━━ Data provided ━━

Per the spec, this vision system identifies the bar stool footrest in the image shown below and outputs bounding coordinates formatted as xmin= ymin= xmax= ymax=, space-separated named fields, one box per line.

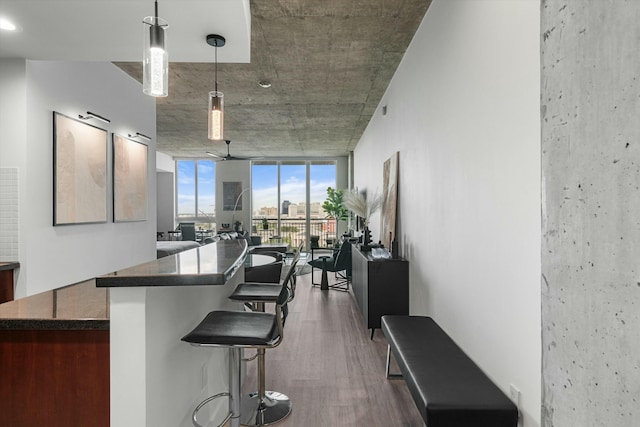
xmin=193 ymin=392 xmax=232 ymax=427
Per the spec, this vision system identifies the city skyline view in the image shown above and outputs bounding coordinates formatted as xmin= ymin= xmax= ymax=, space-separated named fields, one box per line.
xmin=176 ymin=160 xmax=337 ymax=220
xmin=251 ymin=162 xmax=336 ymax=217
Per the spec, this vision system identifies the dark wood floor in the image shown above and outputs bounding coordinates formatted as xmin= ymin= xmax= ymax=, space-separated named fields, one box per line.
xmin=239 ymin=270 xmax=425 ymax=427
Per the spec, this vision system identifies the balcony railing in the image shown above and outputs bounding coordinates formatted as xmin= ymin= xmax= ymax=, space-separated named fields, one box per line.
xmin=250 ymin=218 xmax=338 ymax=250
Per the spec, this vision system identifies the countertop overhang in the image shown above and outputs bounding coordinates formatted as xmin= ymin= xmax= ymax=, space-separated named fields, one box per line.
xmin=0 ymin=262 xmax=20 ymax=272
xmin=0 ymin=279 xmax=109 ymax=330
xmin=96 ymin=239 xmax=248 ymax=288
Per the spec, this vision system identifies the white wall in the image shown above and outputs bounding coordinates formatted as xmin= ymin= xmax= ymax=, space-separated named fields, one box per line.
xmin=354 ymin=1 xmax=541 ymax=426
xmin=156 ymin=151 xmax=175 ymax=234
xmin=0 ymin=60 xmax=156 ymax=297
xmin=0 ymin=60 xmax=27 ymax=267
xmin=157 ymin=171 xmax=175 ymax=235
xmin=156 ymin=151 xmax=174 ymax=173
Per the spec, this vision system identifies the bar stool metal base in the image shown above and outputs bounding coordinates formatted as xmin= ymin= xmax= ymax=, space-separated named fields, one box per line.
xmin=240 ymin=391 xmax=292 ymax=426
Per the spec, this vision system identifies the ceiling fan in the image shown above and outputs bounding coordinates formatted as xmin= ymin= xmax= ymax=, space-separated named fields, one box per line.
xmin=206 ymin=140 xmax=260 ymax=161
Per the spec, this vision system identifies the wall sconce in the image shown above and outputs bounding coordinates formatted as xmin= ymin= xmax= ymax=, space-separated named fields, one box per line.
xmin=206 ymin=34 xmax=225 ymax=141
xmin=128 ymin=132 xmax=152 ymax=141
xmin=142 ymin=0 xmax=168 ymax=97
xmin=78 ymin=111 xmax=111 ymax=124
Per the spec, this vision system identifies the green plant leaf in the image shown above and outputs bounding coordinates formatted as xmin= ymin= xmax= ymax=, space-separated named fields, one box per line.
xmin=322 ymin=187 xmax=349 ymax=221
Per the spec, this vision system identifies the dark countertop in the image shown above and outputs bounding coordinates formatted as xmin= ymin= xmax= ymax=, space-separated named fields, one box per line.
xmin=0 ymin=262 xmax=20 ymax=272
xmin=0 ymin=240 xmax=247 ymax=330
xmin=0 ymin=279 xmax=109 ymax=330
xmin=96 ymin=239 xmax=248 ymax=288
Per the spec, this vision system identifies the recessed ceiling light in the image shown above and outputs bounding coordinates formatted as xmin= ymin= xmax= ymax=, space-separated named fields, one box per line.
xmin=0 ymin=17 xmax=18 ymax=32
xmin=258 ymin=80 xmax=272 ymax=88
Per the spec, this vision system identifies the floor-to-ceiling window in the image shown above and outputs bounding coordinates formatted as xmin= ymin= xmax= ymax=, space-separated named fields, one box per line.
xmin=309 ymin=161 xmax=339 ymax=245
xmin=176 ymin=159 xmax=216 ymax=229
xmin=252 ymin=160 xmax=337 ymax=249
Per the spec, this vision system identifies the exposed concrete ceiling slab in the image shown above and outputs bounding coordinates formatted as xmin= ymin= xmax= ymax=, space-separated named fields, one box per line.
xmin=117 ymin=0 xmax=430 ymax=159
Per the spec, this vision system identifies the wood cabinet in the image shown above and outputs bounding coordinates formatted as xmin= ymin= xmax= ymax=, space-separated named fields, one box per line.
xmin=0 ymin=329 xmax=110 ymax=427
xmin=351 ymin=245 xmax=409 ymax=338
xmin=0 ymin=280 xmax=109 ymax=427
xmin=0 ymin=262 xmax=19 ymax=304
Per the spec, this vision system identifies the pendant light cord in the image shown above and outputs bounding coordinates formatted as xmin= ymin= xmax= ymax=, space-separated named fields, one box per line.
xmin=154 ymin=0 xmax=158 ymax=20
xmin=214 ymin=43 xmax=218 ymax=93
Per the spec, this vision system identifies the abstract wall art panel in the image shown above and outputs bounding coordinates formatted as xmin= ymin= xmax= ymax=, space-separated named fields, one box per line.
xmin=53 ymin=112 xmax=108 ymax=225
xmin=113 ymin=134 xmax=148 ymax=222
xmin=380 ymin=151 xmax=399 ymax=249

━━━

§ **Problem to solve**
With all pictures omitted, repeat every record above word for word.

§ **Answer for this exercise**
Per the spec, this vision system identifies the bar stool footrest in the image shown below and outputs bounding coordinates formatted as xmin= ymin= xmax= ymax=, space-separated named fields, one box per line.

xmin=193 ymin=392 xmax=232 ymax=427
Per the spec, this vision system identifies the city skyline view in the image shown above and outputs bounding coordinates formatted as xmin= ymin= xmax= ymax=, space-separated named fields, one box per line.
xmin=176 ymin=160 xmax=337 ymax=220
xmin=251 ymin=162 xmax=336 ymax=217
Per the spec, this vision system identifies the dark wood floor in the image shown above and outputs bounding coordinates formatted as xmin= ymin= xmax= ymax=, space-separated named fields, one box per line.
xmin=239 ymin=270 xmax=425 ymax=427
Per the spec, this vision system identifies the balcony railing in the image shown above and outputs bounding coordinates formatted as xmin= ymin= xmax= ymax=, space-separated named fields, one box per line.
xmin=250 ymin=218 xmax=338 ymax=250
Per the spec, this vision system identifies the countertop overhang in the image shown above and outputs bounding coordinates formatted as xmin= ymin= xmax= ymax=, space-separated named fields, one box per line.
xmin=0 ymin=262 xmax=20 ymax=272
xmin=0 ymin=279 xmax=109 ymax=330
xmin=96 ymin=239 xmax=248 ymax=288
Per the spec, this vision system identifies the white wall in the image shown above and outputs bounding coordinates formatted as xmin= ymin= xmax= ymax=, space-separated named fields, one box per line.
xmin=354 ymin=1 xmax=541 ymax=426
xmin=156 ymin=151 xmax=175 ymax=234
xmin=0 ymin=60 xmax=156 ymax=297
xmin=0 ymin=60 xmax=27 ymax=267
xmin=157 ymin=171 xmax=175 ymax=235
xmin=156 ymin=151 xmax=174 ymax=173
Per the spec, this vision system identifies the bar stool metal base in the image shown above and outputs bounding coordinates formatted as xmin= ymin= xmax= ymax=, space-separated named fields, one box per line.
xmin=240 ymin=391 xmax=292 ymax=426
Per the spec, this vision system identifies the ceiling fan in the image shown above and outputs bounding coordinates formatted as xmin= ymin= xmax= ymax=, space-separated named fields, one box per line.
xmin=206 ymin=140 xmax=260 ymax=161
Per the spec, this vision system identifies the wall sconce in the image shown above and outputs bounding coordinates formatted as xmin= ymin= xmax= ymax=, space-separated named fields, one box per line.
xmin=206 ymin=34 xmax=225 ymax=141
xmin=128 ymin=132 xmax=152 ymax=141
xmin=142 ymin=0 xmax=168 ymax=97
xmin=78 ymin=111 xmax=111 ymax=124
Per the spec, this vision system identifies the green plant leaf in the image shown above and outputs bounding coordinates formatted as xmin= ymin= xmax= ymax=, space-separated named fields, one box per line.
xmin=322 ymin=187 xmax=349 ymax=221
Per the spec, this vision system identifies the dark countertop in the image shown above and outputs bounding coordinates formatted as xmin= ymin= xmax= ymax=, space-separated named fields, one box per line.
xmin=0 ymin=262 xmax=20 ymax=272
xmin=0 ymin=240 xmax=247 ymax=330
xmin=0 ymin=279 xmax=109 ymax=330
xmin=96 ymin=239 xmax=248 ymax=288
Per the spec, this vision system identifies the recessed ceiling light in the image shown above and outputs bounding coordinates formatted as xmin= ymin= xmax= ymax=, space-separated named fields, one box per line.
xmin=0 ymin=17 xmax=18 ymax=32
xmin=258 ymin=80 xmax=272 ymax=88
Per the spec, this vision system identifies the floor-to-ceiling window in the image shown above and outputs bounding coordinates formatted as xmin= ymin= xmax= ymax=, space-separated named fields, one box per line.
xmin=309 ymin=161 xmax=339 ymax=245
xmin=176 ymin=159 xmax=216 ymax=229
xmin=252 ymin=160 xmax=337 ymax=249
Per the spec, this vision system identifies the exposed concrete ceiling slab in the image shown above and outputs bounding coordinates formatted as xmin= ymin= xmax= ymax=, space-separated named fields, one box per line.
xmin=117 ymin=0 xmax=430 ymax=159
Per the spec, this vision system identifies the wood cabinet in the image shown above and outputs bounding coordinates formatted as xmin= ymin= xmax= ymax=, space-separated named fields, one box per line.
xmin=0 ymin=329 xmax=110 ymax=427
xmin=351 ymin=245 xmax=409 ymax=338
xmin=0 ymin=280 xmax=109 ymax=427
xmin=0 ymin=262 xmax=19 ymax=304
Per the spec, this vision system identifies the pendant light cord in the image shown above and outputs bounding coordinates formatted as xmin= ymin= xmax= ymax=, space-separated named fields, one box per line.
xmin=154 ymin=0 xmax=158 ymax=20
xmin=214 ymin=43 xmax=218 ymax=93
Per the spec, this vision system identifies the abstract wall art panel in the image shown above and outputs bounding coordinates formatted as xmin= ymin= xmax= ymax=, space-separated named fields, one box per line.
xmin=53 ymin=112 xmax=108 ymax=225
xmin=113 ymin=134 xmax=148 ymax=222
xmin=380 ymin=151 xmax=399 ymax=249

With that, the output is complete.